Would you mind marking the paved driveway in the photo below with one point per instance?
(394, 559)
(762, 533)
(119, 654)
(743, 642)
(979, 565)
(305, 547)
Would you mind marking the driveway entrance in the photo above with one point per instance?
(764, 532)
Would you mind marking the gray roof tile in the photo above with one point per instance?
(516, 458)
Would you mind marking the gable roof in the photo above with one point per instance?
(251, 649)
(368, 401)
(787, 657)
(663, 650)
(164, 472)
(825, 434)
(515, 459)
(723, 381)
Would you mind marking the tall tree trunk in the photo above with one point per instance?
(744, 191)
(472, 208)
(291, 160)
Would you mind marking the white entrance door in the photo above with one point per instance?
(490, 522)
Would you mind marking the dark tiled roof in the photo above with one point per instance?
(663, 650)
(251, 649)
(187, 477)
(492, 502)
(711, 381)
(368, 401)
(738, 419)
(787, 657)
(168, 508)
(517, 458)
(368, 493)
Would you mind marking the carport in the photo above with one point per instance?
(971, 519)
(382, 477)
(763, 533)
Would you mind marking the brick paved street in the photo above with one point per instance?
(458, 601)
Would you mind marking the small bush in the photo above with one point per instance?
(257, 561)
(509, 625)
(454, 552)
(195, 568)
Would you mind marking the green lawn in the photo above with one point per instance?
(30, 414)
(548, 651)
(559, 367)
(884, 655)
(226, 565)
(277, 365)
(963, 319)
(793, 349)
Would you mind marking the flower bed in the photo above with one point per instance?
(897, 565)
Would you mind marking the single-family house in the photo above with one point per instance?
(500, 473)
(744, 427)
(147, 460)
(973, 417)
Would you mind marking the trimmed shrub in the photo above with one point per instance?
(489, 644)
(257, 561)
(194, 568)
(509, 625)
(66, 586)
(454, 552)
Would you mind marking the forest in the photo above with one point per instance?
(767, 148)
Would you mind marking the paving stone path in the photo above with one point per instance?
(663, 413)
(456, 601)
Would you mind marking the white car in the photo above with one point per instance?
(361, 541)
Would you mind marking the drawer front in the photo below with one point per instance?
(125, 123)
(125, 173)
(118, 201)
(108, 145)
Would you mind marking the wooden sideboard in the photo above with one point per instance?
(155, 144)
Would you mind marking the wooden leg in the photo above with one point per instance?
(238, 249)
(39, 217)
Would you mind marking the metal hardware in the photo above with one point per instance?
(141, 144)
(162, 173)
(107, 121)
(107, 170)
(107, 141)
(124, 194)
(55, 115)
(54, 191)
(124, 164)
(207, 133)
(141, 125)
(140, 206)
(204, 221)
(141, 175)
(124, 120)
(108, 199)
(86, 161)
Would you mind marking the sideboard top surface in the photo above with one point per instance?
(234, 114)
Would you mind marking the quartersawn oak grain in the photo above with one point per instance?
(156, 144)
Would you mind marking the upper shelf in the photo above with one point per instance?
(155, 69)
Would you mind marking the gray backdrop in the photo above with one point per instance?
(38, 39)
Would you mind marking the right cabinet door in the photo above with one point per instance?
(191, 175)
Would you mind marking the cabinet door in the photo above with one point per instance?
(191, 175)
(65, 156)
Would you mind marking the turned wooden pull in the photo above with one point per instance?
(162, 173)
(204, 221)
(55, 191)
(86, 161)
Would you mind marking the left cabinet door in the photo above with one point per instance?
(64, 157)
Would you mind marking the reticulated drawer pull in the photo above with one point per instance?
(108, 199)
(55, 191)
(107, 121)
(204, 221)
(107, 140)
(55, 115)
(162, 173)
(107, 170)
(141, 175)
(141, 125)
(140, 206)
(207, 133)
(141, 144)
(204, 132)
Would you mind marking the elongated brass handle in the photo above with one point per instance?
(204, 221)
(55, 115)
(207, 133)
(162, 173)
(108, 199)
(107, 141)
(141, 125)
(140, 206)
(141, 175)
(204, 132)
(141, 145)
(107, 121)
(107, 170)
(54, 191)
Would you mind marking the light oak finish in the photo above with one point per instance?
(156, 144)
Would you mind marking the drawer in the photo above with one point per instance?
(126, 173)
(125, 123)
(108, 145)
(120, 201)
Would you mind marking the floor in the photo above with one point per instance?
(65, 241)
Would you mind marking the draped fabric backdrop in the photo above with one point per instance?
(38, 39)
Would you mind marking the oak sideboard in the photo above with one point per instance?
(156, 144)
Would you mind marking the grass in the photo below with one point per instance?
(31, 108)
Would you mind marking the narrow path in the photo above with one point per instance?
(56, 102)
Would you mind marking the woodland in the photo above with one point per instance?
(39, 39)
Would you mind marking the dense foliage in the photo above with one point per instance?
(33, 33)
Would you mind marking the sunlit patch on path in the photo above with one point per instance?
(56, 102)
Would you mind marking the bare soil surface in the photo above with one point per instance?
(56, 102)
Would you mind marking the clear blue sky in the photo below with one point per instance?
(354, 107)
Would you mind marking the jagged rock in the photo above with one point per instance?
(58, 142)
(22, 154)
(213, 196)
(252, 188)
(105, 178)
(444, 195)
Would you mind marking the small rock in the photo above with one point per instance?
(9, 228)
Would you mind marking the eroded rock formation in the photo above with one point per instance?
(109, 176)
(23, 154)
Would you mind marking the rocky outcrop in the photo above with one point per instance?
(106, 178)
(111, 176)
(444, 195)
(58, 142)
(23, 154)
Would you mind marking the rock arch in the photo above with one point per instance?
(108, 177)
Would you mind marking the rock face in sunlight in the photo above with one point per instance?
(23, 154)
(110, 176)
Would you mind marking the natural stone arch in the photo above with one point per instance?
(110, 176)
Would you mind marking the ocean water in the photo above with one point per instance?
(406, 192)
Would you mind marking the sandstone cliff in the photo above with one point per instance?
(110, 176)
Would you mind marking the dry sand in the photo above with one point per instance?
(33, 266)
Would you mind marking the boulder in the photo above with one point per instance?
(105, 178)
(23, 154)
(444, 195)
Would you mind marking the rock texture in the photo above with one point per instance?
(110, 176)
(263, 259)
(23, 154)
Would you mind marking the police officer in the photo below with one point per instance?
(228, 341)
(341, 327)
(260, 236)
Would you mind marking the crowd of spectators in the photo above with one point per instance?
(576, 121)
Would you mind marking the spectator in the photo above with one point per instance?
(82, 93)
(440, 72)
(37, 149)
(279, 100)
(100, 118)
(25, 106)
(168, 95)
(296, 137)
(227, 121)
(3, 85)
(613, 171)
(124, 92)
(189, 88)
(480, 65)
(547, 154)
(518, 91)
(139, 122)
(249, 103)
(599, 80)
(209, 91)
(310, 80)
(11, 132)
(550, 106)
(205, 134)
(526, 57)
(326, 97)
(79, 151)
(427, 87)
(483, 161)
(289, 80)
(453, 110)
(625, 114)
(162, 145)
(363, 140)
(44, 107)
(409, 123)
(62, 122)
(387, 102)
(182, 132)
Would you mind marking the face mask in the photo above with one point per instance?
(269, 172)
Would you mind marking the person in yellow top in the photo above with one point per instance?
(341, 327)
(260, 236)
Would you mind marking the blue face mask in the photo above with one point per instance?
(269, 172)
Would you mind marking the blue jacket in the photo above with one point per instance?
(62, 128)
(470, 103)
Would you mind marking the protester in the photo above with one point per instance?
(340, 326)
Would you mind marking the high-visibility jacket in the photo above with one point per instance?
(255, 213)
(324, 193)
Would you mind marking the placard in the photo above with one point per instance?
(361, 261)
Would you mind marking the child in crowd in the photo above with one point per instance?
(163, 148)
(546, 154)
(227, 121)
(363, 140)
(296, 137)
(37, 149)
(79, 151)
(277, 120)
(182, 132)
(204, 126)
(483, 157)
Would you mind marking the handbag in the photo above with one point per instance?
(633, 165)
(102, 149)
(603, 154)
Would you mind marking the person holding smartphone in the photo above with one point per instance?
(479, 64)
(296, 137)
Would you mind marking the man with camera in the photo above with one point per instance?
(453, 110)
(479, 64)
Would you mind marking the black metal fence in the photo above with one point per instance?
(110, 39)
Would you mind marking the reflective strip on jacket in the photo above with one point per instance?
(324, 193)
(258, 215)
:::::
Requirements:
Copy out the rows from the line containing "Would you mind marking the reflective" through the end of the rows, inclusive, keeping every line unchanged.

Output of the task:
Would you mind marking the reflective strip on jacket in the photo above with one point per instance?
(324, 193)
(258, 215)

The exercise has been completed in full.